● **SOURCE**
When the DSPO ClusterRoleBinding subjects are revoked, the operator should lose its ability to reconcile DataSciencePipelinesApplication resources across namespaces and surface permission-denied errors. Once permissions are restored, reconciliation should resume.

Experiment YAML
apiVersion: chaos.operatorchaos.io/v1alpha1
kind: ChaosExperiment
metadata:
  name: data-science-pipelines-rbac-revoke
spec:
  tier: 4
  target:
    operator: data-science-pipelines
    component: data-science-pipelines-operator
    resource: ClusterRoleBinding/data-science-pipelines-operator-manager-rolebinding
  steadyState:
    checks:
      - type: conditionTrue
        apiVersion: apps/v1
        kind: Deployment
        name: data-science-pipelines-operator-controller-manager
        namespace: opendatahub
        conditionType: Available
    timeout: "30s"
  injection:
    type: RBACRevoke
    dangerLevel: high
    parameters:
      bindingName: data-science-pipelines-operator-manager-rolebinding
      bindingType: ClusterRoleBinding
    ttl: "60s"
  hypothesis:
    description: >-
      When the DSPO ClusterRoleBinding subjects are revoked, the operator
      should lose its ability to reconcile DataSciencePipelinesApplication
      resources across namespaces and surface permission-denied errors.
      Once permissions are restored, reconciliation should resume.
    recoveryTimeout: 120s
  blastRadius:
    maxPodsAffected: 1
    allowDangerous: true

data-science-pipelines-webhook-disrupt

  • Type: WebhookDisrupt
  • Danger Level: high
  • Component: ds-pipelines-webhook

When the pipeline version validating webhook failurePolicy is weakened from Fail to Ignore, invalid pipeline versions can bypass admission validation. The chaos framework restores the original failurePolicy via TTL-based cleanup after 60s.

● **OBJECTIVES**
A. In the chaos experiment page, what recovery timeout does the hypothesis of the RBAC revoke experiment set?
B. Extend the chaos experiment page by writing what comes next after its final sentence.
The listing comes from a separate source, not from the chaos experiment page.

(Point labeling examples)

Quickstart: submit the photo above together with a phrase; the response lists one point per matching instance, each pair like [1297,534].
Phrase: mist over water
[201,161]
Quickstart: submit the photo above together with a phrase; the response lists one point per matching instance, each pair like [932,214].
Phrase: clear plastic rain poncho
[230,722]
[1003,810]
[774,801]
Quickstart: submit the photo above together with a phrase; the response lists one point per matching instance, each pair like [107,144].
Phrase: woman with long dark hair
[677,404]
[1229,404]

● **TASK-BY-TASK ANSWERS**
A. 120s

B.
Experiment YAML
apiVersion: chaos.operatorchaos.io/v1alpha1
kind: ChaosExperiment
metadata:
  name: data-science-pipelines-webhook-disrupt
spec:
  tier: 4
  target:
    operator: data-science-pipelines
    component: ds-pipelines-webhook
    resource: ValidatingWebhookConfiguration/validating.pipelineversions.pipelines.kubeflow.org
  steadyState:
    checks:
      - type: conditionTrue
        apiVersion: apps/v1
        kind: Deployment
        name: ds-pipelines-webhook
        namespace: opendatahub
        conditionType: Available
    timeout: "30s"
  injection:
    type: WebhookDisrupt
    dangerLevel: high
    parameters:
      webhookName: validating.pipelineversions.pipelines.kubeflow.org
      action: setFailurePolicy
      value: Ignore
    ttl: "60s"
  hypothesis:
    description: >-
      When the pipeline version validating webhook failurePolicy is
      weakened from Fail to Ignore, invalid pipeline versions can bypass
      admission validation. The chaos framework restores the original
      failurePolicy via TTL-based cleanup after 60s.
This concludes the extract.